What needs to be done => Continue the Chontoglou court orders after their last sentence, keeping the same numbered style.

Supplied text =>

Place: Heard in Adelaide via MS Teams, delivered in Sydney
Counsel for the Applicant: Ms Farmer
Solicitor for the Applicant: AFL Withnalls Lawyers
Counsel for the Respondent: Ms McMahon
Solicitor for the Respondent: O’Sullivan Legal

ORDERS

DNC 98 of 2023

FEDERAL CIRCUIT AND FAMILY COURT OF AUSTRALIA (DIVISION 1)

BETWEEN:

MR CHONTOGLOU

Applicant

AND:

MS CHONTOGLOU

Respondent

order made by:

BERMAN J

DATE OF ORDER:

26 April 2023

UPON NOTING THAT the wife will retain and have access to funds held in her safety deposit box of approximately $413,043 without restriction or condition.

THE COURT ORDERS THAT:

1.Forthwith, the husband and the wife do all acts and things necessary to notify the National Australia Bank, in writing, that the hold placed on the G Pty Ltd bank account, BSB … Account Number …54, be removed and the account be solely operated by the husband in the ordinary course of business.

2.Forthwith, the husband disclose to the wife, the identity of the bank account or accounts into which the income of G Pty Ltd or any other trading entity operated or controlled by the husband, is to be deposited.

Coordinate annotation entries
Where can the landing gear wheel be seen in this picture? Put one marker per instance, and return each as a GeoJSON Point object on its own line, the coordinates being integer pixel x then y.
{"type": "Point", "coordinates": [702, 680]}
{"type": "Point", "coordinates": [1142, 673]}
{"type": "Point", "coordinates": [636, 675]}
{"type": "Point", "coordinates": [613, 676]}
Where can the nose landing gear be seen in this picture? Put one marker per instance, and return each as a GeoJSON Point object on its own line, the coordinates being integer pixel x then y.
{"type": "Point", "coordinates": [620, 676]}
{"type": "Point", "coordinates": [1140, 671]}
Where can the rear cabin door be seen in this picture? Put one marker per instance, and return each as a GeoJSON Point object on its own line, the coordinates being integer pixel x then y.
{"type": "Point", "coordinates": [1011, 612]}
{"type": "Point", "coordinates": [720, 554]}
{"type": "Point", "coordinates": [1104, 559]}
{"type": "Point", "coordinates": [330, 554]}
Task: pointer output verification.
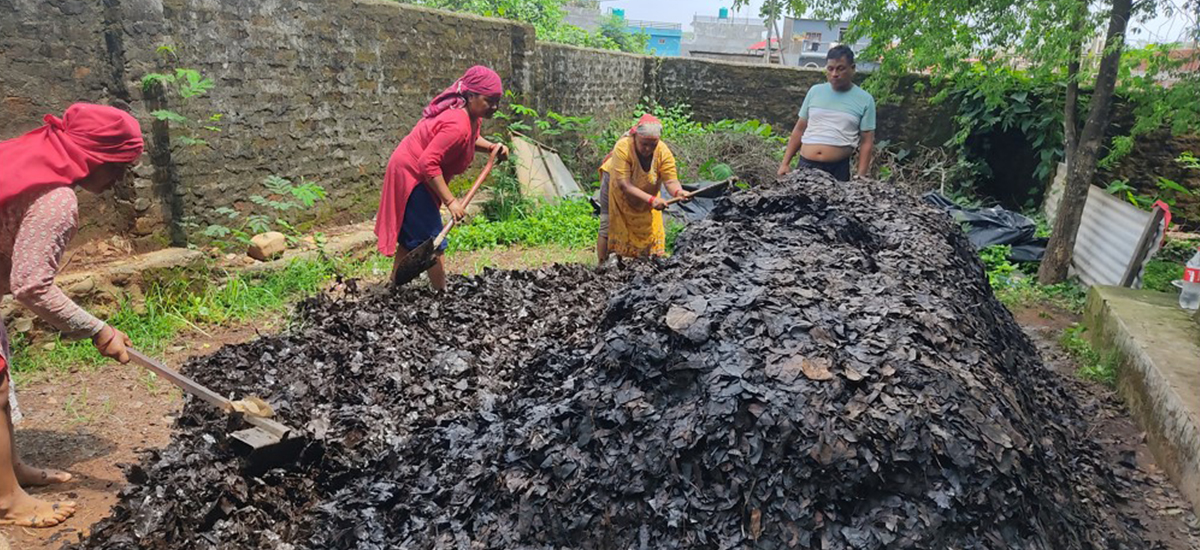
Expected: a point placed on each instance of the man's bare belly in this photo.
(826, 153)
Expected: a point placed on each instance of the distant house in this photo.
(723, 36)
(666, 39)
(759, 49)
(583, 13)
(805, 42)
(1188, 60)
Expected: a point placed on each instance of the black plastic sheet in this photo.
(995, 226)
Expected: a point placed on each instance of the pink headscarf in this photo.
(478, 79)
(642, 121)
(65, 150)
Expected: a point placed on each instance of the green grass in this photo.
(1017, 287)
(186, 299)
(568, 223)
(1093, 365)
(1159, 274)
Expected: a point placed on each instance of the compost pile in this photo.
(819, 365)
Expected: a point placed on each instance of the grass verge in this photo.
(191, 300)
(1093, 365)
(567, 223)
(1015, 287)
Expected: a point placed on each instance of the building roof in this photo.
(762, 43)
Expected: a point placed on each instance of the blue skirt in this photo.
(423, 221)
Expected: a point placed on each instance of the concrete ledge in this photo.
(1158, 374)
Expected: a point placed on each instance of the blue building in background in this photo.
(666, 39)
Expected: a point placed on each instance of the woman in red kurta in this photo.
(441, 147)
(90, 147)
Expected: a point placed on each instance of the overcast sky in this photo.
(681, 11)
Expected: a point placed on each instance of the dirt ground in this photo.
(93, 420)
(1151, 498)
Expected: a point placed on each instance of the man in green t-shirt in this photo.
(837, 118)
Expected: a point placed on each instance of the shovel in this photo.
(265, 442)
(423, 257)
(702, 190)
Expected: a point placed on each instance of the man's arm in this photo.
(793, 145)
(865, 150)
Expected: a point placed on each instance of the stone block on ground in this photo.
(268, 245)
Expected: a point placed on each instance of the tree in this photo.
(1045, 39)
(1085, 153)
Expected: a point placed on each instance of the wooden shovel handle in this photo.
(702, 190)
(181, 381)
(469, 196)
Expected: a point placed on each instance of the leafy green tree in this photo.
(1045, 40)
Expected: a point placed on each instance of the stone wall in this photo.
(54, 53)
(324, 90)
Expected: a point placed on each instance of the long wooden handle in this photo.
(183, 382)
(702, 190)
(471, 195)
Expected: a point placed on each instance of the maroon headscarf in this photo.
(478, 79)
(65, 150)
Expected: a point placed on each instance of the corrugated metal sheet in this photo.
(1108, 235)
(543, 173)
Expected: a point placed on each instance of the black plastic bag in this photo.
(995, 226)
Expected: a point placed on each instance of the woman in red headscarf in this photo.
(631, 179)
(90, 147)
(441, 147)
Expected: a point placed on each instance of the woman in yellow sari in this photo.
(631, 179)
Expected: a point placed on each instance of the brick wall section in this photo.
(579, 81)
(317, 90)
(325, 89)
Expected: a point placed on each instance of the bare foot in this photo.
(24, 510)
(31, 477)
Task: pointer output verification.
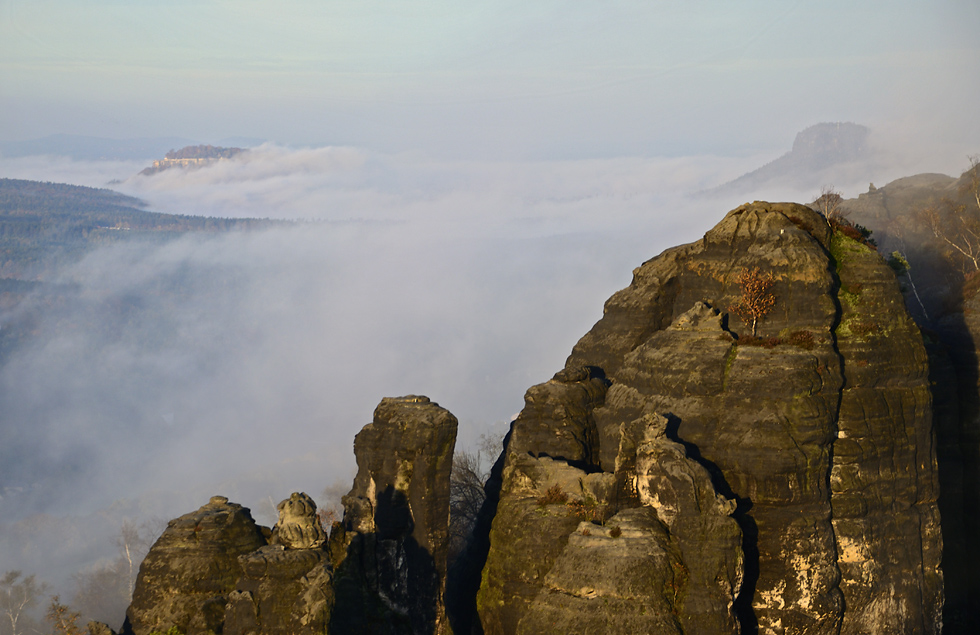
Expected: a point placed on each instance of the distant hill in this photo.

Answer to this problem =>
3.The husband and wife shall be restrained from doing the following with respect to rent received from H Street, Suburb J:

(a)Accessing, transferring, withdrawing or removing rental income; and

(b)Redirecting the rental income to any accounts other than Wesptac Loan Account ending #...99 and #...26 other than for the purpose of paying the expenses associated with H Street, Suburb J.

4.The husband and wife shall be restrained from doing the following with respect to rent received for K Street, Suburb J:

(a)Accessing, transferring, withdrawing or removing rental income; and

(b)Redirecting the rental income to any accounts other than Westpac Loan Account ending #...64 other than for the purpose of paying the expenses associated with K Street, Suburb J.

5.The husband do all things necessary to enable the wife to have read only access to all of the company banking and financial accounts for G Pty Ltd, including any account in the husband’s name to which money payable to G Pty Ltd or such other trading entity as may be operated or controlled by the husband is deposited.

6.By way of spousal maintenance, the husband pay to the wife the sum of ELEVEN THOUSAND SIX HUNDRED AND SIXTY SIX DOLLARS ($11,666) on the fifteenth day of every month commencing 15 May 2023, into the wife’s nominated Australian bank account.

7.Forthwith, the husband and the wife be restrained from occupying the property at Suburb C, D Region, Country B (“the Suburb C property”) other than as may be agreed between the parties.

8.Forthwith, the husband do all acts and things necessary to provide the wife with a key and all security access passwords for all surveillance equipment in respect of the Suburb C property.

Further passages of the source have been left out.